Given task.
Extract every line of the entries below, reproducing each one word for word. Leave the pictures out of your answer.

Dataset rows on where objects appear.
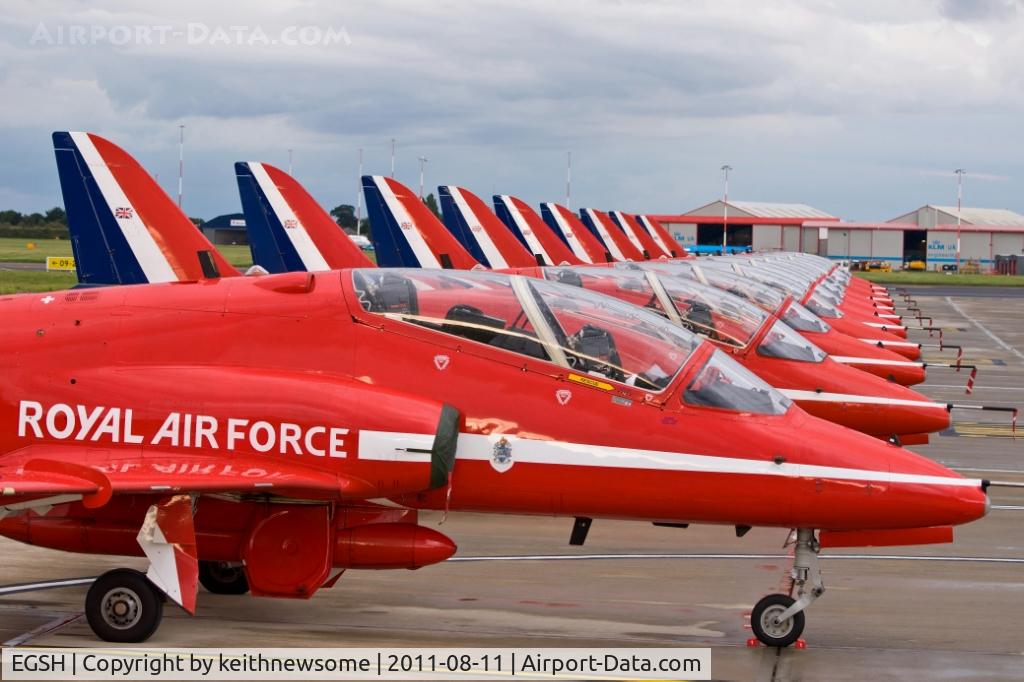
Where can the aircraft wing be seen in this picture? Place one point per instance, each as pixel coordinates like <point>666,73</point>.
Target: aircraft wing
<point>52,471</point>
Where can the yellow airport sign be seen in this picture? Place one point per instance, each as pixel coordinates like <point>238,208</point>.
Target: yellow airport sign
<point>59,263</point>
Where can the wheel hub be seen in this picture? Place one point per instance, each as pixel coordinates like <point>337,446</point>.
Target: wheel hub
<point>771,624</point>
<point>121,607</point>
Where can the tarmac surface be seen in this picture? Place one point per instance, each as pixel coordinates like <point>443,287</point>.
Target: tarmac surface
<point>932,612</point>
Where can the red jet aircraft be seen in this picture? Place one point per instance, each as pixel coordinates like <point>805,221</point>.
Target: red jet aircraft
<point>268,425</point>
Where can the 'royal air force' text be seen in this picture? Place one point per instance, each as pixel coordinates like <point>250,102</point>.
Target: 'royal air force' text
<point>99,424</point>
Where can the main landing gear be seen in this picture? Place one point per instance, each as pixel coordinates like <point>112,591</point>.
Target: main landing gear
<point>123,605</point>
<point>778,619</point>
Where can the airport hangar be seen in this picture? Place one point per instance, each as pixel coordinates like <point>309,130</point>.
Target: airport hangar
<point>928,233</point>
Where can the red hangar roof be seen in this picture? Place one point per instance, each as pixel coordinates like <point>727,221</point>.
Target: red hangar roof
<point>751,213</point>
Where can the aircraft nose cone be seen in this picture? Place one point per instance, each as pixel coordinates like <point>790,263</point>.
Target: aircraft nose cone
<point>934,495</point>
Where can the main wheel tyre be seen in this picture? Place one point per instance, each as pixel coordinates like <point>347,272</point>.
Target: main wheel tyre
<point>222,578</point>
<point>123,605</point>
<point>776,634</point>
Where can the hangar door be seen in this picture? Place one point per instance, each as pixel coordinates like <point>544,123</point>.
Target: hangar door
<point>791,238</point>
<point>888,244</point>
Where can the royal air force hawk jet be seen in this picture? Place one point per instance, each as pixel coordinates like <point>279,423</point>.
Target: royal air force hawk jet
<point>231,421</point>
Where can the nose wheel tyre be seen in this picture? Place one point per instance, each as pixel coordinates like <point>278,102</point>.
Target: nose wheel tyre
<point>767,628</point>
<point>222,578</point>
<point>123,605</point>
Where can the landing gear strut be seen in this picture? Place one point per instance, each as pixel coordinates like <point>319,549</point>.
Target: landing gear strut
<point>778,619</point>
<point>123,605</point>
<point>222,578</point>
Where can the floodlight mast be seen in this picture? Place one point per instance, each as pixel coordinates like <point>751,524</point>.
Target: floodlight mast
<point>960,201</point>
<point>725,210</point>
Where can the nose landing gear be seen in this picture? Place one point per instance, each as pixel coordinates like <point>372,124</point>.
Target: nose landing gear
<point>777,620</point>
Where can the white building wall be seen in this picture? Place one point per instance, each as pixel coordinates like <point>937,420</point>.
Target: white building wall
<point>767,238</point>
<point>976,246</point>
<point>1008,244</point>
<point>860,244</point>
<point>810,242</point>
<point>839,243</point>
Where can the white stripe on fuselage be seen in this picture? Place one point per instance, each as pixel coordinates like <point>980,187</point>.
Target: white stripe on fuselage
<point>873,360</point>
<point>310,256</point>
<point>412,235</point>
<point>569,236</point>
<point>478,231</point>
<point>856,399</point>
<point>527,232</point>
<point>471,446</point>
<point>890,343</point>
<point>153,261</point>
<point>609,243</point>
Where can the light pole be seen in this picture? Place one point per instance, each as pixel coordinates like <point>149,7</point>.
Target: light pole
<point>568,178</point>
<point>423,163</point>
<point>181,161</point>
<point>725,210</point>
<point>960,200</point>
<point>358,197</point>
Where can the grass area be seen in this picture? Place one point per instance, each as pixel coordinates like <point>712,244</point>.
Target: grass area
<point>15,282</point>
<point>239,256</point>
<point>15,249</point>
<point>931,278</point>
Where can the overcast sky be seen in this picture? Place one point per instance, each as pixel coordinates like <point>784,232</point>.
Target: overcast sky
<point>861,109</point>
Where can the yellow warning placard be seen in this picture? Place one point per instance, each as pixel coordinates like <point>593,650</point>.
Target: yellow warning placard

Full response.
Where can the aircraft wing be seen in this picture? Place one point per instance, each as pixel coordinates like <point>666,73</point>.
Target: aircraft wing
<point>52,471</point>
Where can the yellow airport sign be seen in this picture? Place one point per instance, each as pixel coordinates like <point>238,208</point>.
Target: yellow airport sign
<point>59,263</point>
Where can the wheel hub be seen in this picture? Place one point per instance, each as pixel coordinates like <point>337,446</point>.
Target: wheel hub
<point>771,624</point>
<point>121,607</point>
Where can the tarmac surface be seen in this picture? Place one point per instance, each as pixel coordinates like <point>443,287</point>.
Target: tarmac surface
<point>932,612</point>
Where can the red jet aircraft be seen in this picture? Place one point per instance, each as pixel coordinates like <point>805,221</point>.
Target: red jet aircraft
<point>268,425</point>
Where can the 'royal air force' text be seen in this picture? Place one point per instance, each as pixel coordinates like <point>250,102</point>.
Target: 'royal air force' text
<point>99,424</point>
Where can the main landing gear be seen in this picture? Place one point per instance, each as pixel coordinates like <point>112,591</point>.
Target: main landing gear
<point>123,605</point>
<point>778,619</point>
Where can the airport hangar be seen in this picture? Place one point per instance, each as pixel coordinates like <point>309,130</point>.
Target: airport hangar
<point>928,233</point>
Where can the red hangar roof be seen in this picture? Place one point per instance, each as pixel coordinates like <point>727,221</point>.
Target: red hangar roof
<point>751,213</point>
Where can the aircraft nose cone be seen in this picture? Place one point per instance, each as pixel coordinates like <point>790,263</point>.
Target: aircraft nose cone
<point>934,495</point>
Where can the main wheel tyre be seen in this picture? Place one point per instance, each as pixel coordinates like <point>347,272</point>.
Target: main wheel tyre
<point>222,578</point>
<point>123,605</point>
<point>776,634</point>
Where can the hangar door be seen in this picture? Place one point per instance, each as pixel coordinates like <point>544,123</point>.
Target: hangar door
<point>791,238</point>
<point>888,244</point>
Where can the royal air force hawk jet be seen in this picture? Place one point per instance, each as pixel coordinates like <point>279,423</point>.
Target: royal air force hawk jet
<point>231,421</point>
Where can the nose wheel tyre be seen in this picture? Place one point per instance, each as pixel coordinates like <point>278,102</point>.
Target: nose wheel tyre
<point>767,628</point>
<point>222,578</point>
<point>123,605</point>
Where can the landing gear strut be seen in this picture? Place one point per instance, each as pixel coordinates like <point>319,549</point>.
Target: landing gear strut
<point>778,619</point>
<point>123,605</point>
<point>222,578</point>
Where can the floodlight mast be seen in this picture? Place one point per instance, each as pixel coordinates like <point>751,524</point>.
Target: floodlight mast
<point>960,201</point>
<point>725,210</point>
Where can the nose landing gear be seen in this picture? Place one point per instance, each as pixel coordinates like <point>372,124</point>.
Target: nose landing gear
<point>777,620</point>
Where can the white building wall be seen in this picture? Place one point per instance, each as pixel coordinates like <point>937,420</point>.
Target: white building wall
<point>767,238</point>
<point>976,246</point>
<point>1008,244</point>
<point>860,244</point>
<point>810,242</point>
<point>839,243</point>
Where can the white stripe on fuselage be seen in this picture? Place one point per instance, each as pixel coordinates like <point>980,187</point>.
Target: white stripe on fuselage
<point>873,360</point>
<point>310,256</point>
<point>412,235</point>
<point>569,236</point>
<point>478,231</point>
<point>856,399</point>
<point>527,232</point>
<point>471,446</point>
<point>890,343</point>
<point>153,261</point>
<point>609,243</point>
Where can the light pole be seen in this picture? Place one point per instance, each as pixel coordinates like <point>149,7</point>.
Target: light pole
<point>568,178</point>
<point>423,163</point>
<point>181,161</point>
<point>725,210</point>
<point>960,200</point>
<point>358,197</point>
Where can the grass area be seen in this picture? Place one point per instance, each as pixel coordinates like <point>712,244</point>.
Target: grass area
<point>15,282</point>
<point>239,256</point>
<point>15,249</point>
<point>931,278</point>
Where can the overcast sky be seen in this picture? Place one point per instance, each as pixel coordinates like <point>784,232</point>.
Target: overcast sky
<point>861,109</point>
Where can the yellow warning placard be seen in this picture? Place one point per instance, each as pixel coordinates like <point>593,650</point>.
Target: yellow warning placard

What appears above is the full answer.